- _Passage shown_
--- start ---
HW Sprites and how to use them

Discuss ZX Spectrum Next Games, Tools and more.
Post Reply
User avatar
Maziac
Posts: 55
Joined: Sun Jul 09, 2017 5:56 am

HW Sprites and how to use them

Post by Maziac » Thu Jan 24, 2019 7:28 pm

Hi,

I'm currently looking into the problem to efficiently use the HW sprites from SW i.e. from Assembler.

But I ran into a few problems and I would like to hear your ideas or solutions.

The problem is simply put: How to deal with the sprite's position efficiently.

When working with sprites the usual loop you need to do is:

1. Moving sprites
2. Drawing sprites
3. Looking for collision
4. Remove sprites (e.g. because of collision)
5. Create new sprites (e.g. explosion or a shot has been created or what else)
6. Goto 1

For most of these operations the position of the sprite is required.
In the ZX Next the x and y position is 9 bit.
I.e. more than 1 byte which requires double register arithmetic.
Furthermore the 8th bit is shared in a byte with other bits which makes it difficult to retrieve and set.
Then the data need to be kept in a kind of shadow memory as the ZX Next Sprite HW registers are not readable.

So all in all this sums up to an algorithm like the following:

1. Move sprites in normal RAM (shadow memory)
2. Draw sprites: Copy this shadow memory to ZX Next HW
3. Go through all x/y positions in the shadow memory to look for collisions.
4. Remove sprites: Disable them in the shadow memory (on next copy to ZXNext HW the HW sprites are disabled)
5. Create new sprites: Enable them in the shadow memory and set their position (on next copy to ZXNext HW the HW sprites are disabled)
--- end ---
- _Given task A_
Decide whether each statement agrees with the sprite post: (i) sprite x and y positions on the ZX Next are 9 bit; (ii) the ZX Next Sprite HW registers can be read back; (iii) in the outlined algorithm, collisions are found by going through the x/y positions in the shadow memory. For each, answer yes or no and quote the words from the post that settle it.
The sprite post and the records that come after it are unrelated material.

- _Information given_
--- start ---
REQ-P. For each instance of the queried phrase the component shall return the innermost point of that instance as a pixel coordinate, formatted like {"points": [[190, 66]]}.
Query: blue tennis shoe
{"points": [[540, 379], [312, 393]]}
--- end ---
--- start ---
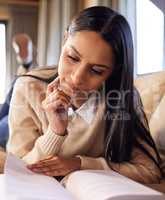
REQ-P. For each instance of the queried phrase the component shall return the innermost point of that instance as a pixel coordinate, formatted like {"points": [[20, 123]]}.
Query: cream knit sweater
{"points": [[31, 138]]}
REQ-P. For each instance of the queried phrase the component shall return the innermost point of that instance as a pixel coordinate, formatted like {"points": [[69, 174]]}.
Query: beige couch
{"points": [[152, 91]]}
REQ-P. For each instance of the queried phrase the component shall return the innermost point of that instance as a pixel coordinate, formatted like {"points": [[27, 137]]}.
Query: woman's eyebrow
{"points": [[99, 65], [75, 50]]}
--- end ---
- _Given task B_
Pull out every line of the records that contains the string "Query", with case counting.

- _Correct answer A_
(i) Yes: "In the ZX Next the x and y position is 9 bit."
(ii) No: "the ZX Next Sprite HW registers are not readable."
(iii) Yes: "Go through all x/y positions in the shadow memory to look for collisions."

- _Correct answer B_
Query: blue tennis shoe
Query: cream knit sweater
Query: beige couch
Query: woman's eyebrow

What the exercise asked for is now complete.